• What is asked: Extract every line of the records below that contains the word "jacket". Case counts, so match only lines where it appears in exactly that form.

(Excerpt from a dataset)
^^^^

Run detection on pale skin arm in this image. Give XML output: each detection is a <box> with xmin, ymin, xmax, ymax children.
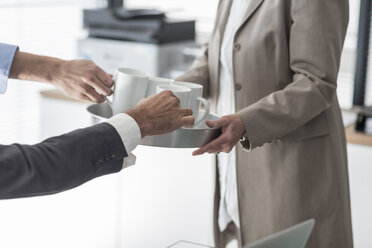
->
<box><xmin>9</xmin><ymin>52</ymin><xmax>113</xmax><ymax>102</ymax></box>
<box><xmin>10</xmin><ymin>52</ymin><xmax>194</xmax><ymax>138</ymax></box>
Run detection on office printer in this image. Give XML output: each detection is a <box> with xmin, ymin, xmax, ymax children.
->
<box><xmin>83</xmin><ymin>8</ymin><xmax>195</xmax><ymax>44</ymax></box>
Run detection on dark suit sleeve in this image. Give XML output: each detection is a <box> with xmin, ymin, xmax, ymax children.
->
<box><xmin>0</xmin><ymin>123</ymin><xmax>127</xmax><ymax>199</ymax></box>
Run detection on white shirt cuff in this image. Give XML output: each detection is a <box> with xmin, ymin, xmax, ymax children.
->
<box><xmin>106</xmin><ymin>113</ymin><xmax>141</xmax><ymax>168</ymax></box>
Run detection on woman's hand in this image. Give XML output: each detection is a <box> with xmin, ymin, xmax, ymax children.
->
<box><xmin>52</xmin><ymin>60</ymin><xmax>113</xmax><ymax>102</ymax></box>
<box><xmin>192</xmin><ymin>114</ymin><xmax>246</xmax><ymax>156</ymax></box>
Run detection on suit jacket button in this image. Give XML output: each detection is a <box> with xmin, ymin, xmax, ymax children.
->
<box><xmin>234</xmin><ymin>43</ymin><xmax>242</xmax><ymax>51</ymax></box>
<box><xmin>234</xmin><ymin>83</ymin><xmax>242</xmax><ymax>91</ymax></box>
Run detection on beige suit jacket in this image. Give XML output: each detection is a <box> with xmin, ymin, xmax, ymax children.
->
<box><xmin>176</xmin><ymin>0</ymin><xmax>353</xmax><ymax>248</ymax></box>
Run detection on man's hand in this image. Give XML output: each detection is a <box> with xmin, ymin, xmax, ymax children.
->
<box><xmin>126</xmin><ymin>91</ymin><xmax>194</xmax><ymax>138</ymax></box>
<box><xmin>9</xmin><ymin>52</ymin><xmax>113</xmax><ymax>102</ymax></box>
<box><xmin>52</xmin><ymin>60</ymin><xmax>113</xmax><ymax>102</ymax></box>
<box><xmin>192</xmin><ymin>114</ymin><xmax>246</xmax><ymax>156</ymax></box>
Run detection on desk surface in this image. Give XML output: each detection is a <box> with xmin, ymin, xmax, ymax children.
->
<box><xmin>345</xmin><ymin>124</ymin><xmax>372</xmax><ymax>146</ymax></box>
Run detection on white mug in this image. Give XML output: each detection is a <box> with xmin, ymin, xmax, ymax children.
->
<box><xmin>146</xmin><ymin>77</ymin><xmax>173</xmax><ymax>97</ymax></box>
<box><xmin>172</xmin><ymin>82</ymin><xmax>210</xmax><ymax>126</ymax></box>
<box><xmin>156</xmin><ymin>85</ymin><xmax>191</xmax><ymax>108</ymax></box>
<box><xmin>106</xmin><ymin>68</ymin><xmax>149</xmax><ymax>115</ymax></box>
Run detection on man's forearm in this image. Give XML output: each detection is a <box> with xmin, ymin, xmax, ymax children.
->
<box><xmin>9</xmin><ymin>52</ymin><xmax>63</xmax><ymax>82</ymax></box>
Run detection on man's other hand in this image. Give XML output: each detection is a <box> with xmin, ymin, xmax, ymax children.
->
<box><xmin>126</xmin><ymin>91</ymin><xmax>194</xmax><ymax>138</ymax></box>
<box><xmin>52</xmin><ymin>60</ymin><xmax>113</xmax><ymax>102</ymax></box>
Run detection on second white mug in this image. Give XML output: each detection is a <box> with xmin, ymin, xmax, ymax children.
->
<box><xmin>106</xmin><ymin>68</ymin><xmax>149</xmax><ymax>115</ymax></box>
<box><xmin>172</xmin><ymin>82</ymin><xmax>210</xmax><ymax>126</ymax></box>
<box><xmin>156</xmin><ymin>85</ymin><xmax>191</xmax><ymax>108</ymax></box>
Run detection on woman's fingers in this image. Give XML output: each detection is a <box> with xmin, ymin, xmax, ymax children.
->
<box><xmin>180</xmin><ymin>108</ymin><xmax>192</xmax><ymax>116</ymax></box>
<box><xmin>84</xmin><ymin>86</ymin><xmax>105</xmax><ymax>103</ymax></box>
<box><xmin>206</xmin><ymin>117</ymin><xmax>230</xmax><ymax>128</ymax></box>
<box><xmin>180</xmin><ymin>115</ymin><xmax>195</xmax><ymax>127</ymax></box>
<box><xmin>95</xmin><ymin>66</ymin><xmax>113</xmax><ymax>88</ymax></box>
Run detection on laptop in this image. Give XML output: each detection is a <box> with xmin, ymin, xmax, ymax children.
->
<box><xmin>244</xmin><ymin>219</ymin><xmax>315</xmax><ymax>248</ymax></box>
<box><xmin>167</xmin><ymin>219</ymin><xmax>315</xmax><ymax>248</ymax></box>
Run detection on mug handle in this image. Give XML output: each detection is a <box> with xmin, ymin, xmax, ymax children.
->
<box><xmin>194</xmin><ymin>96</ymin><xmax>210</xmax><ymax>126</ymax></box>
<box><xmin>105</xmin><ymin>75</ymin><xmax>116</xmax><ymax>108</ymax></box>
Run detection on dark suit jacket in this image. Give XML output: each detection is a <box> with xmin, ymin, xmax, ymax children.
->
<box><xmin>0</xmin><ymin>123</ymin><xmax>127</xmax><ymax>199</ymax></box>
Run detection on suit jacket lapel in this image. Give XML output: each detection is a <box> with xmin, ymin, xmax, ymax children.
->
<box><xmin>218</xmin><ymin>0</ymin><xmax>233</xmax><ymax>37</ymax></box>
<box><xmin>238</xmin><ymin>0</ymin><xmax>264</xmax><ymax>31</ymax></box>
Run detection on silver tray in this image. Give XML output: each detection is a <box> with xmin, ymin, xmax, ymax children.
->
<box><xmin>87</xmin><ymin>103</ymin><xmax>221</xmax><ymax>148</ymax></box>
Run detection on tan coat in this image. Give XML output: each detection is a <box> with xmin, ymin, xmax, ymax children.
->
<box><xmin>177</xmin><ymin>0</ymin><xmax>353</xmax><ymax>248</ymax></box>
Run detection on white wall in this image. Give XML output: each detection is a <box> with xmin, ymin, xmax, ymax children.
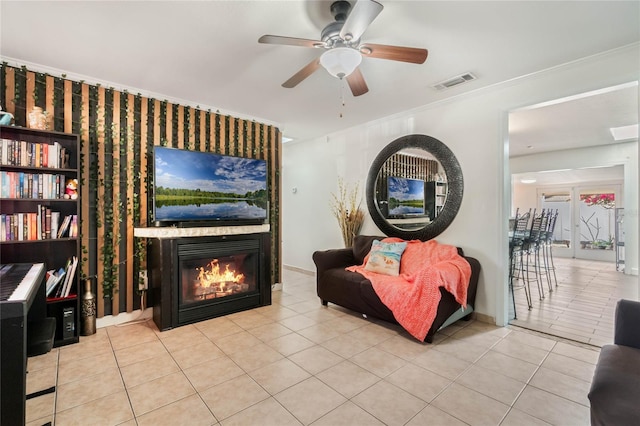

^^^^

• Solution for this exercise:
Run detection on suit jacket button in this image. Give XML output: each detection is a <box> with xmin, ymin, xmax, ymax children.
Run detection on beige suit jacket in this image. Give XML output: each detection is a <box> with xmin, ymin, xmax, ymax children.
Run detection on dark suit jacket in this image. Give XML output: each detection is a <box> with xmin, ymin, xmax, ymax children.
Run detection on suit jacket lapel in this image. Give XML output: each detection is a <box> with xmin, ymin, xmax, ymax children.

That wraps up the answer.